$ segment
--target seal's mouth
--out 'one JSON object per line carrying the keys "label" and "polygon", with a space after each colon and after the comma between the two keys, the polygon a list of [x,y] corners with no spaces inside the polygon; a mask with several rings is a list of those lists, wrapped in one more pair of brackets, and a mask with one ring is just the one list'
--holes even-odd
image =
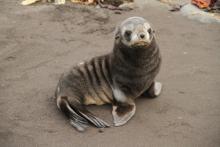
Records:
{"label": "seal's mouth", "polygon": [[134,42],[131,46],[133,46],[133,47],[147,47],[149,45],[150,45],[149,42],[141,40],[141,41]]}

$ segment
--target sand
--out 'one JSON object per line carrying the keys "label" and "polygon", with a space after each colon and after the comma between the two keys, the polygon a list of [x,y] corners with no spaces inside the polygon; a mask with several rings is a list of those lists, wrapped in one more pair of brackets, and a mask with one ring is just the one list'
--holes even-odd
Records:
{"label": "sand", "polygon": [[[0,1],[1,147],[219,147],[220,26],[146,3],[122,14],[79,5]],[[51,98],[72,65],[110,52],[115,26],[143,16],[156,30],[164,84],[156,99],[137,100],[122,127],[79,133]],[[111,106],[90,108],[112,123]]]}

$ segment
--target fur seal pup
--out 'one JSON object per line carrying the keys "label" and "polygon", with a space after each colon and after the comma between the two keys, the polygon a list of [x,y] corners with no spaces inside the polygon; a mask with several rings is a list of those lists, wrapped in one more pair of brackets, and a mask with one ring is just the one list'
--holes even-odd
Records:
{"label": "fur seal pup", "polygon": [[124,125],[135,114],[136,98],[160,94],[162,84],[155,81],[160,64],[154,30],[144,18],[130,17],[117,27],[111,53],[82,62],[61,76],[55,91],[57,106],[78,131],[88,124],[110,126],[86,109],[91,104],[112,104],[114,125]]}

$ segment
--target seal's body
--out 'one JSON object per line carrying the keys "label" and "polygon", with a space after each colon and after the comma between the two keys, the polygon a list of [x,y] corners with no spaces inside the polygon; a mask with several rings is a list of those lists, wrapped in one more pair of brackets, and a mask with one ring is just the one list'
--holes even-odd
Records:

+++++

TASK OBJECTIVE: Return one number, the count of lines in the records holding the word "target".

YOUR SOLUTION: 4